Stored dataset items:
* * * * * * * * *
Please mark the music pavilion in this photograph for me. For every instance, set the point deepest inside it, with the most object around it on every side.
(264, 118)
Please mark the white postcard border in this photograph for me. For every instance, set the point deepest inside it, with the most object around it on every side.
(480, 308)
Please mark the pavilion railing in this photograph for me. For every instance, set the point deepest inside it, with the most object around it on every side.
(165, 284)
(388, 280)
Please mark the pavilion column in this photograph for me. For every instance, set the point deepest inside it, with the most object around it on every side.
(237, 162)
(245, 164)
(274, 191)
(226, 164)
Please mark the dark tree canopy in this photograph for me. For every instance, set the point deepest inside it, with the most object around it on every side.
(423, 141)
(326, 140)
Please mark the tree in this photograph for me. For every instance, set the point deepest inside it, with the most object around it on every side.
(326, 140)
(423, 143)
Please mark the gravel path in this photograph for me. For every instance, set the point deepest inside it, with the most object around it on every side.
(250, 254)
* * * * * * * * *
What the task asks:
Update the listing above so that every "pavilion" becomes "bandstand", and leave everything else unchanged.

The output:
Please mark the music bandstand in this photograph for me. For every instance, set the point deepest inside it, with the most object around it on every side.
(264, 118)
Please mark the white postcard border in this photograph for me. For every instance, set the point deepest inside it, with the most object around it on every side.
(480, 308)
Please mark the bandstand railing in this photograph for me. For every instance, set the point deepest inside it, with the most object around it on every side.
(165, 284)
(388, 280)
Please mark the bandstand column in this photograph for me. For every instance, set the point deepest inside it, with the most object around it on every side.
(237, 162)
(245, 164)
(274, 191)
(226, 164)
Please mark the dark tree canopy in this photograph for me. For every instance, set the point deepest inside it, with the most object around it on every side.
(423, 141)
(326, 140)
Please mark the tree in this photograph for me. For every instance, set the point deepest inside it, with the most object around it on every side.
(326, 140)
(423, 143)
Please mark the gravel path in this photograph for me. For every instance, set the point deepest inside it, with the most object around it on every side.
(250, 254)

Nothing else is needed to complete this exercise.